• **CHALLENGE**
Output an exact reproduction of the data.

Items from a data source
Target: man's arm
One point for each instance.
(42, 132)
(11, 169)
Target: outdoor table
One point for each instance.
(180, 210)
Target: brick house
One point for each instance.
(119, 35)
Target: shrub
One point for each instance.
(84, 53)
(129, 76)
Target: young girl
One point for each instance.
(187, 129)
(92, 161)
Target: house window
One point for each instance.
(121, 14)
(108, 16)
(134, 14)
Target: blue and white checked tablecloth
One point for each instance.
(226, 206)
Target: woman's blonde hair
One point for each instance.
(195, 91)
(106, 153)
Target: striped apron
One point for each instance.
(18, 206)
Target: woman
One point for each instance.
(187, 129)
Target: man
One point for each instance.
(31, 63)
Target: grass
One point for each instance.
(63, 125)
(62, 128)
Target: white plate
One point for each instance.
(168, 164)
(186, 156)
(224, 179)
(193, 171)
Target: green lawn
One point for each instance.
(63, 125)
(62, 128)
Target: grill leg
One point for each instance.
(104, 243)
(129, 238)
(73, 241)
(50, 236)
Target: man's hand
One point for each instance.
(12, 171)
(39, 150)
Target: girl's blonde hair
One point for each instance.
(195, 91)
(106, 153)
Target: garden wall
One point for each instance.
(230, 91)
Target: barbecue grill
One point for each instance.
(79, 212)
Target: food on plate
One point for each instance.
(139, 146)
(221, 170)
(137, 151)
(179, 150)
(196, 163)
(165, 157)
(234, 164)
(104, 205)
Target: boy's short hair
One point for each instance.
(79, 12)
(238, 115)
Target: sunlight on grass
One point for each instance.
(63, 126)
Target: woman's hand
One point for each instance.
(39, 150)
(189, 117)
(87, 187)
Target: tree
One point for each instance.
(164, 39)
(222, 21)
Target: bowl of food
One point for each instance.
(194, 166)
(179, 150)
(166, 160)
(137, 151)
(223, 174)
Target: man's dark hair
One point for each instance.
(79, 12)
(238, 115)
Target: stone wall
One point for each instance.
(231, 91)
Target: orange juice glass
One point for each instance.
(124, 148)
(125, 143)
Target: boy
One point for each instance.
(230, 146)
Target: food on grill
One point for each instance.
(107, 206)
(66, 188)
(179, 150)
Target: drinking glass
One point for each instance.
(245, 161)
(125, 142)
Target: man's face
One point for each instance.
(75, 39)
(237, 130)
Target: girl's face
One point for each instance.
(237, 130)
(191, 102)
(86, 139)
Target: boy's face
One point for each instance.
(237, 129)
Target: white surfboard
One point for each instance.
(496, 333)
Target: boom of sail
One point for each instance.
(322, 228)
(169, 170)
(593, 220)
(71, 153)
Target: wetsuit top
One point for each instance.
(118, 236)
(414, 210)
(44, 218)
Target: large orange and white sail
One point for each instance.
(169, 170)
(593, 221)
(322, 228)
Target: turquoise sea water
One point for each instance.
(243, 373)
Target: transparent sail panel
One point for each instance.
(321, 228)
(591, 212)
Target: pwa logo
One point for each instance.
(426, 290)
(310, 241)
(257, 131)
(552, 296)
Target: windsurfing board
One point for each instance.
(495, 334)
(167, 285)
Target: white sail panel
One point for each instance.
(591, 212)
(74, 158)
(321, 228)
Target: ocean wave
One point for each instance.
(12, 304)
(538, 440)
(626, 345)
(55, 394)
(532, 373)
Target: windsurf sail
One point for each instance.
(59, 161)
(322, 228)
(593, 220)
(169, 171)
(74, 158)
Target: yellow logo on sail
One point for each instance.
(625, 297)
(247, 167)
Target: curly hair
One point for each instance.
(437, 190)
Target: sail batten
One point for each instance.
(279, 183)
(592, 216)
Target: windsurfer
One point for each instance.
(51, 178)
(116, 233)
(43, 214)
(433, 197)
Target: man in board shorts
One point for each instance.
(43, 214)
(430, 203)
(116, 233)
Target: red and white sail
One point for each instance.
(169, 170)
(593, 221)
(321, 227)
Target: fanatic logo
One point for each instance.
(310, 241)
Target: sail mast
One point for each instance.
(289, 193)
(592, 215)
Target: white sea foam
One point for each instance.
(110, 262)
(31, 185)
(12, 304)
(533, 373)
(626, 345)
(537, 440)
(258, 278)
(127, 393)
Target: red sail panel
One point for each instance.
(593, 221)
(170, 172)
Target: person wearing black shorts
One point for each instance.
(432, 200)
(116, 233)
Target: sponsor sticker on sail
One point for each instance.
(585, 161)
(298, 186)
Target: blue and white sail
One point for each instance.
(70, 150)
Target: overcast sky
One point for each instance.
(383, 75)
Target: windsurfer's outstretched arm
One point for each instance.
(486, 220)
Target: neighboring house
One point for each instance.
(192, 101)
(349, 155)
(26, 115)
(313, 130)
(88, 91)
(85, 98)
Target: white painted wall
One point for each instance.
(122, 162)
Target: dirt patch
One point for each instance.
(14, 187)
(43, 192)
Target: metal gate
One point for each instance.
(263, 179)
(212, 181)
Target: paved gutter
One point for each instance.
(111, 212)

• **THE ANSWER**
Target: man's arm
One point for each instance.
(42, 132)
(11, 169)
Target: outdoor table
One point for each instance.
(180, 210)
Target: brick house
One point for each instance.
(119, 35)
Target: shrub
One point for each instance.
(84, 53)
(129, 76)
Target: young girl
One point for each instance.
(187, 129)
(92, 161)
Target: house window
One point for each instance.
(121, 14)
(108, 16)
(134, 14)
Target: blue and white checked tablecloth
One point for each instance.
(226, 206)
Target: woman's blonde hair
One point for each instance.
(195, 91)
(106, 153)
Target: striped apron
One point for each instance.
(18, 206)
Target: woman
One point for each instance.
(187, 129)
Target: man
One point for each instance.
(31, 63)
Target: grass
One point for each instance.
(63, 125)
(62, 128)
Target: white plate
One point for each instance.
(168, 164)
(186, 156)
(224, 179)
(193, 171)
Target: green lawn
One point for each instance.
(63, 125)
(62, 128)
Target: grill leg
One point for each instance.
(104, 243)
(129, 238)
(73, 241)
(50, 236)
Target: man's hand
One point for each instance.
(12, 171)
(39, 150)
Target: girl's blonde hair
One point for each instance.
(195, 91)
(106, 153)
Target: garden wall
One point for each instance.
(230, 91)
Target: barbecue grill
One point for each instance.
(79, 212)
Target: food on plate
One point for each instance.
(139, 146)
(221, 170)
(137, 151)
(179, 150)
(196, 163)
(165, 157)
(234, 164)
(104, 205)
Target: boy's short hair
One point for each instance.
(79, 12)
(238, 115)
Target: sunlight on grass
One point for each instance.
(63, 126)
Target: woman's hand
One point for each instance.
(39, 150)
(189, 117)
(87, 187)
Target: tree
One point for each instance.
(164, 39)
(222, 21)
Target: bowl of food
One point for each instance.
(194, 166)
(179, 150)
(166, 160)
(137, 151)
(223, 174)
Target: man's dark hair
One point for each instance.
(79, 12)
(238, 115)
Target: stone wall
One point for each instance.
(231, 91)
Target: orange juice glass
One point for each instance.
(124, 148)
(125, 143)
Target: boy
One point for each instance.
(230, 146)
Target: food on grill
One point for each instance.
(107, 206)
(66, 188)
(179, 150)
Target: drinking glass
One point for each instance.
(245, 161)
(125, 142)
Target: man's face
One point for each instance.
(75, 39)
(237, 130)
Target: girl's face
One point for each instance.
(237, 130)
(191, 102)
(86, 139)
Target: boy's face
One point for each instance.
(237, 129)
Target: white surfboard
One point for each instance.
(496, 333)
Target: boom of sail
One point for each instance.
(322, 228)
(169, 170)
(593, 220)
(71, 153)
Target: wetsuit top
One point for each instance.
(118, 236)
(414, 210)
(44, 218)
Target: large orange and white sail
One point for each instance.
(169, 170)
(593, 221)
(322, 228)
Target: turquoise sea water
One point for each instance.
(243, 373)
Target: transparent sail panel
One point for each instance.
(321, 228)
(591, 212)
Target: pwa logo
One point for each instance.
(426, 290)
(310, 241)
(257, 131)
(552, 296)
Target: windsurfing board
One point for each instance.
(495, 334)
(167, 285)
Target: white sail panel
One point for each instance.
(591, 212)
(74, 158)
(321, 228)
Target: ocean wave
One point for each instance.
(12, 304)
(538, 440)
(626, 345)
(55, 394)
(532, 373)
Target: windsurf sail
One point for each instance.
(59, 161)
(322, 228)
(593, 220)
(169, 171)
(74, 158)
Target: yellow logo on sail
One point for each instance.
(625, 297)
(247, 167)
Target: curly hair
One point for each instance.
(437, 190)
Target: sail batten
One point for each instance.
(279, 183)
(592, 216)
Target: windsurfer
One point for each instance.
(51, 178)
(116, 233)
(43, 214)
(433, 197)
Target: man in board shorts
One point for each instance.
(43, 214)
(430, 203)
(116, 233)
Target: red and white sail
One point for each instance.
(169, 170)
(593, 221)
(321, 227)
Target: fanatic logo
One point for each instance.
(310, 241)
Target: sail mast
One point for each instance.
(289, 193)
(592, 215)
Target: white sea foam
One point for each instance.
(110, 262)
(31, 185)
(12, 304)
(533, 373)
(626, 345)
(537, 440)
(258, 278)
(127, 393)
Target: red sail panel
One point for each instance.
(593, 221)
(170, 172)
Target: person wearing black shorts
One point for each instance.
(432, 200)
(116, 233)
Target: sponsor sticker on sail
One point for each instance.
(585, 161)
(298, 186)
Target: blue and white sail
One point for each instance.
(70, 150)
Target: overcast sky
One point for each instance.
(383, 75)
Target: windsurfer's outstretched arm
One point for each instance.
(486, 220)
Target: neighboring house
One point for each instance.
(192, 101)
(349, 155)
(26, 115)
(313, 130)
(88, 91)
(85, 98)
Target: white painted wall
One point for each instance.
(122, 162)
Target: dirt patch
One point for each instance.
(14, 187)
(43, 192)
Target: metal gate
One point for each instance.
(263, 179)
(212, 181)
Target: paved gutter
One point for each instance.
(111, 212)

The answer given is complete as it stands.